▸ **Apply what you read**
• 1. Answer these questions from the excerpt on agent session memory:
(a) What path structure does Antigravity use for its scratchpad directory?
(b) Because the scratchpad files live outside the workspace tree, what three things do they never do?
(c) What do knowledge graph memory systems extract in place of raw text spans or vector-indexed chunks?
• 2. Carry on the excerpt on agent session memory, starting after its final sentence.

▸ **Excerpted text**
--- --- ---

Private Directory Isolation

Antigravity [SRC-022] isolates scratchpads to a private, conversation-locked directory on the filesystem CLAIM-203:

  • Path Structure: <appDataDir>\brain\<conversation-id>\scratch\ CLAIM-203.
  • Behavior:
    1. When the agent needs to write a temporary testing script, run a script validation benchmark, or cache an intermediary JSON block, it writes directly to this conversation directory CLAIM-203.
    2. These files are persisted across the conversation session, allowing subagents and subsequent turns to read them.
    3. Because they live outside the workspace tree (c:\Users\Adam\Desktop\agent2), they never clutter git commits, trigger project linters, or contaminate staging areas.

5. Architectural Comparison: Scratchpad Models

Aspect Hermes In-Memory [SRC-002] Claude Code Workspace [SRC-020] Antigravity Private [SRC-022]
Storage Location Runtime Memory (Agent instance) Workspace root (TODO.md, CLAUDE.md) Session-isolated App Data directory
Visibility Hidden from workspace tree (Tool only) User-visible in repository Private to agent sandbox
Compaction Action Formatted and re-injected as a message block CLAIM-199 Persistent in workspace; survives session death Read on demand; referenced in logs
Clutter Risk Zero High (requires user to delete files or ignore them) Zero (completely outside user workspace)
Use Case Short-term subtask lists, checklists High-level plans, project rules, style preferences Scratch scripts, testing utilities, diagnostic caches
Auto-Cleanup Wiped at session end Manual user cleanup Managed by app-data eviction policy

6. Graph-Based Memory in Session Architectures (Mem0, Graphiti, Cognee)

Knowledge Graph Memory represents the next evolution of agent session storage. Rather than saving logs as raw text spans or vector-indexed chunks, these systems extract structured entity-relationship triplets ([Subject] -> [Relation] -> [Object]) to build a semantic network of the conversation CLAIM-205.

--- --- ---

▸ **Records supplied**
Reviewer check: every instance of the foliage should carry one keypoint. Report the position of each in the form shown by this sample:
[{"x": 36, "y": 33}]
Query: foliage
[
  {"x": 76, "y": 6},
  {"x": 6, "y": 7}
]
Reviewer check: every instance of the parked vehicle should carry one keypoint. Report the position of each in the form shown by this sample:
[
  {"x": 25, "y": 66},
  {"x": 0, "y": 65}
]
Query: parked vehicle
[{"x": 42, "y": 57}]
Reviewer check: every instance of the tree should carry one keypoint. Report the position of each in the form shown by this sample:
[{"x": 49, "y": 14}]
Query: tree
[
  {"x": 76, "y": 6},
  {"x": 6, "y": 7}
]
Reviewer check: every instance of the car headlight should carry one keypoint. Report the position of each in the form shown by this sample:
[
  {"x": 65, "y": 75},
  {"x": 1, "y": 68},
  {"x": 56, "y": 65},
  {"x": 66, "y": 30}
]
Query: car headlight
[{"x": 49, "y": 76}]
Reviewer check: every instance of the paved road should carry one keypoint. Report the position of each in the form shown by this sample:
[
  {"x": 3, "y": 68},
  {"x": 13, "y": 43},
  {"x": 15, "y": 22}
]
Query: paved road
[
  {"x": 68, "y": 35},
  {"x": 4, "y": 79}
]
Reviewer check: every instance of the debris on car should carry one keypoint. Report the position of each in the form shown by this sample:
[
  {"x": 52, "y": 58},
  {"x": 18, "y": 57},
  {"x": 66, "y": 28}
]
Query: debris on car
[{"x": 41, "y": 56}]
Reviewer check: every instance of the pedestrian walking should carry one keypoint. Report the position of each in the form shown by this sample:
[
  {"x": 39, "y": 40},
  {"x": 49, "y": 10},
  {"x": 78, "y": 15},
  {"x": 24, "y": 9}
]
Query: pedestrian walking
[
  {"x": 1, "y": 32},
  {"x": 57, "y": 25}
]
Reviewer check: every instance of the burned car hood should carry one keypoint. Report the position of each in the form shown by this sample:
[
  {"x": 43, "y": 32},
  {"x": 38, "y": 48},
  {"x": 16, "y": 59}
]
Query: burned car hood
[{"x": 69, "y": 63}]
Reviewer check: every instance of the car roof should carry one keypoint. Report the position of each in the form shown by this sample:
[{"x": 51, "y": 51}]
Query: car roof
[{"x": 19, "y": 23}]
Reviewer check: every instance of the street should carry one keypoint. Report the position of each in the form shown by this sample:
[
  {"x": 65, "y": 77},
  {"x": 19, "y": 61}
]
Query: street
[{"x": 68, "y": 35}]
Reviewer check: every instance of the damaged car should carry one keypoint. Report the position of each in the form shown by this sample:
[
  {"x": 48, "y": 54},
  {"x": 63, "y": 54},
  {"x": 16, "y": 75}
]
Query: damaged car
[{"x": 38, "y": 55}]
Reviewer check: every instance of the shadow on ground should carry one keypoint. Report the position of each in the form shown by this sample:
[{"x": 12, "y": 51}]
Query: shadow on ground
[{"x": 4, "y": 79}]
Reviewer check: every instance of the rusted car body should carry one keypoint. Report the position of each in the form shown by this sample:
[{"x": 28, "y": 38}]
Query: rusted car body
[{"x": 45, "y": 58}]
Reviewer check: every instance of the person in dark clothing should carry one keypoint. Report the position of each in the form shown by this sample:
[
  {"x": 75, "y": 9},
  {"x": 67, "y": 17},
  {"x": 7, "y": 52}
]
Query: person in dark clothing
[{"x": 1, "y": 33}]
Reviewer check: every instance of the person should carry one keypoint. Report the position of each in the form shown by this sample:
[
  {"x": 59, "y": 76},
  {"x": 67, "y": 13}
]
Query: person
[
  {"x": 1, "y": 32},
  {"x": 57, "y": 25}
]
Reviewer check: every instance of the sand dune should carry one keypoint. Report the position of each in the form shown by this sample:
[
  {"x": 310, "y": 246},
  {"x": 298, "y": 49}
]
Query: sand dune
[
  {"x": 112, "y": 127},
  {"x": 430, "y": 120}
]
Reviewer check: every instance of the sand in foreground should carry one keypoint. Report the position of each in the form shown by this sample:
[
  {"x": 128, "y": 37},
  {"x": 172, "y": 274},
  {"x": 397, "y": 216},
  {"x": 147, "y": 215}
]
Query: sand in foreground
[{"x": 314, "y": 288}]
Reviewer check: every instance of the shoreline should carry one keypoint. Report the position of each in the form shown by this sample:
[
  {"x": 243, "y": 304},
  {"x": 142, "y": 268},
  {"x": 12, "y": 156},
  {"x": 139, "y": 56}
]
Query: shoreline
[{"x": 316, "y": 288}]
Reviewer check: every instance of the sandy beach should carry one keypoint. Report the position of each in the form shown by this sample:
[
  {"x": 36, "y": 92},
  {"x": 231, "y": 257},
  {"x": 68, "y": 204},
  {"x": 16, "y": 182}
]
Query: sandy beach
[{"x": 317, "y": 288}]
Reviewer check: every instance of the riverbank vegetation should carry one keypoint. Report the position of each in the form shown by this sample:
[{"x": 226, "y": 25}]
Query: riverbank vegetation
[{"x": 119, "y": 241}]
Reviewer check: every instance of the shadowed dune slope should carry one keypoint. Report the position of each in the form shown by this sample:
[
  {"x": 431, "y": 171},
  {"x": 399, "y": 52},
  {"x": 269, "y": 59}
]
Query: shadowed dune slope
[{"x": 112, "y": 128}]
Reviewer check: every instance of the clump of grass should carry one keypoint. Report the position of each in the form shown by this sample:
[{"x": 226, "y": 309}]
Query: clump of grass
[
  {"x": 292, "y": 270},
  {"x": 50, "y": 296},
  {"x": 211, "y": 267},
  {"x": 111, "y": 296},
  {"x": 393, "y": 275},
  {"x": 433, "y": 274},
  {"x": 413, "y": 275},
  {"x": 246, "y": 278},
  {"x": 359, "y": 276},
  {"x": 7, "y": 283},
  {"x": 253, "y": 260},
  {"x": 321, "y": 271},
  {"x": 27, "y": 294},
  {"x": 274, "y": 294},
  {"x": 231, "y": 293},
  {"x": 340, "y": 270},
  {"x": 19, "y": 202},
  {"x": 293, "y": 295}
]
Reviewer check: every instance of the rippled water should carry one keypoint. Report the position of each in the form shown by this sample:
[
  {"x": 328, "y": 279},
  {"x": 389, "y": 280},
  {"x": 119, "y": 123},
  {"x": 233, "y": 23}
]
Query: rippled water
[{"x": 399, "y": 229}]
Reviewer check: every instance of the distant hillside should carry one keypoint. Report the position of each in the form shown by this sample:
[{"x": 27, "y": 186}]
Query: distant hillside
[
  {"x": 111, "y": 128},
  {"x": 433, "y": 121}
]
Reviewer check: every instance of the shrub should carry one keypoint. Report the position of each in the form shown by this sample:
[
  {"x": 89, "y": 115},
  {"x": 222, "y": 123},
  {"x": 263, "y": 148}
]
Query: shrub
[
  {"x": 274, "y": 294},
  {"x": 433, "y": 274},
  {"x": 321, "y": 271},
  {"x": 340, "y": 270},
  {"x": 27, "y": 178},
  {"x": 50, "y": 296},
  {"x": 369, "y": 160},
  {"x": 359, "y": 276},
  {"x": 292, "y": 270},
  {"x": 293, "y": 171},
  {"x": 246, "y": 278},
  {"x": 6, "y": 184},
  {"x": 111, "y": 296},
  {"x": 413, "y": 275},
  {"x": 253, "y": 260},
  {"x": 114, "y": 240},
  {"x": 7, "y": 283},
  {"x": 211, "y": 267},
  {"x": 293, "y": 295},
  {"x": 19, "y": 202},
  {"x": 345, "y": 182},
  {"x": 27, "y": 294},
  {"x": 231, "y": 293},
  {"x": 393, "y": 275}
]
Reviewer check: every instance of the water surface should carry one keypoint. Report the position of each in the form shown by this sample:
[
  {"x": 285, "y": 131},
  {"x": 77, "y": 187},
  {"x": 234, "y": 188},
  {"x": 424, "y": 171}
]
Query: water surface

--- --- ---

▸ **Replies**
• 1.
(a) <appDataDir>\brain\<conversation-id>\scratch\
(b) They never clutter git commits, trigger project linters, or contaminate staging areas.
(c) They extract structured entity-relationship triplets ([Subject] -> [Relation] -> [Object]) to build a semantic network of the conversation.

• 2.
Core Open Source Engines

  • Mem0: Combines vector indexing with a dynamic knowledge graph CLAIM-205. It is designed as a drop-in memory layer that tracks user profiles, session details, and agent-level preferences across conversations. (Mem0 is supported in Nous Hermes under plugins/memory/ as a built-in provider).
  • Graphiti (by Zep): A specialized temporal graph library designed for agents CLAIM-205. It tracks how facts change over time (e.g., "User lives in New York" -> "User moved to London") and maintains relationship provenance across sessions.
  • Cognee: Automates the ingestion of unstructured chat transcripts, parsing them into structured Neo4j or local graph representations, and exposing them via graph+vector queries.
  • Hermes Hindsight: Local knowledge-graph provider that runs entity resolution and multi-strategy traversal (semantic search + keyword matching + graph traversal) CLAIM-207.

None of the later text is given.